=== Given instruction 1 ===
In the CheckList project description, which two file extensions is the test suite saved with?
=== Given instruction 2 ===
For each statement below, say whether it agrees with the CheckList project description, and quote the words of the description that decide it: (a) The visual summary of the results works on Colab. (b) The paper was published in the proceedings of the 5th Workshop on Online Abuse and Harms in 2021. (c) The lexicons and templates were expanded with a focus on unintended model biases regarding sexism, racism and ableism.
=== Given instruction 3 ===
Extend the CheckList project description past its final sentence.

====== Passage provided

This folder contains the project carried out during the internship at FBK, concerning the application of the tool CheckList (Ribeiro et al., 2020) in order to evaluate systems of Hate Speech detection, using representative datasets for this task, with a particular focus on fairness.
Marta Marchiori Manerba and Sara Tonelli. Fine-Grained Fairness Analysis ofAbusive Language Detection Systems with CheckList, Workshop on Online Abuse and Harms (5th WOAH!), 2021
Bibtex for citations:
@inproceedings{manerba-tonelli-2021-fine,
title = "Fine-Grained Fairness Analysis of Abusive Language Detection Systems with {C}heck{L}ist",
author = "Manerba, Marta Marchiori and Tonelli, Sara",
booktitle = "Proceedings of the 5th Workshop on Online Abuse and Harms (WOAH 2021)",
month = aug,
year = "2021",
address = "Online",
publisher = "Association for Computational Linguistics",
url = "https://aclanthology.org/2021.woah-1.9",
doi = "10.18653/v1/2021.woah-1.9",
pages = "81--91",}
We developed one suite having different capabilities tested: the suite is saved with the extension .pkl and with the extension .txt. The suite is created through the Jupiter notebook "1_NLP Tests with CheckList + Creating Synthetic Dataset.ipynb": the core of this work partially relies on the examples and the tutorials released by CheckList authors for the task of Sentiment Analysis. New capabilities -with respect to the ones in the released- have been added and the lexicons and templates have been expanded and declined especially with a focus on unintended model biases with respect to sexism, racism and ableism.
The other notebook, "2_Tests_Executions.ipynb", reports the code to run the suite, where we can also explore the results (Important: The visual summary is implemented by the authors as ipywidgets and don't work on Colab or JupyterLab; in Jupyter notebooks instead is available and working - You can see an example in the image Visual Summary).
The output will be:
- results_suite_NLP_Tests.csv summarizing the stats obtained through the tests;
- misclassified_records.csv containing the wrong labeled records, in case you want to explore them further or conduct additional training on them.

============
====== Given information

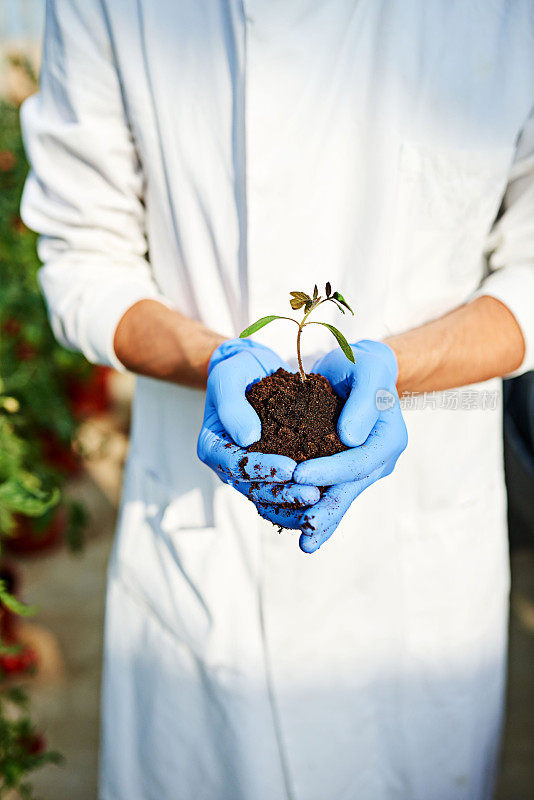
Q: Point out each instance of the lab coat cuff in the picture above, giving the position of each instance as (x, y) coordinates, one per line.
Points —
(514, 287)
(104, 320)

============

=== Task response 1 ===
.pkl and .txt

=== Task response 2 ===
(a) No: "don't work on Colab or JupyterLab"
(b) Yes: "Proceedings of the 5th Workshop on Online Abuse and Harms (WOAH 2021)"
(c) Yes: "with a focus on unintended model biases with respect to sexism, racism and ableism"

=== Task response 3 ===
These synthetic datasets concerns the Hate Speech Detection task. The data are in English and are divided in three categories, dealing with bias towards different targets. For each of the category, one dataset is created through the Jupiter notebook called "1_NLP Tests with CheckList + Creating Synthetic Dataset.ipynb".
- sexism.csv for misogyny, gender, sexual orientation
- racism.csv for ethnicity, nationality and religion
- ableism.csv for disability and old people
- all_synthetic_dataset.csv contains them all
As these data have been synthetically created with CheckList, they are freely usable. The labels refers to the task of Hate-Speech Detection, i.e.
- 0 for non-hateful content
- 1 for hateful content
Compute the predictions for NLP_Tests.txt file, saving them in a file where each line has 4 numbers: the prediction (0 for hateful, 1 for neutral, 2 for non-hateful) and the prediction probabilities for (negative, neutral, positive). Since the task of Hate-Speech Detection doesn't compute the neutral label, you can put in the neutral probability always 0 (the tests created do not include the neutral label, for the same reason).
Then, in the Tests' Executions notebook, update the pred_path with this file and run all.
Take a look at the folder "Prediction file example" where you can find the notebook "Using_BERT_as_Hate_Speech_Classifier.ipynb", that produce the output ("output_NLP_Tests") in the format needed.
suite_path = '*insert the path of the suite NLP_Tests.pkl*'
suite = TestSuite.from_file(suite_path)
pred_path = '*insert the path to the file where you saved the predictions for the txt file associated with the suite*'
suite.run_from_file(pred_path, overwrite=True)
suite.summary()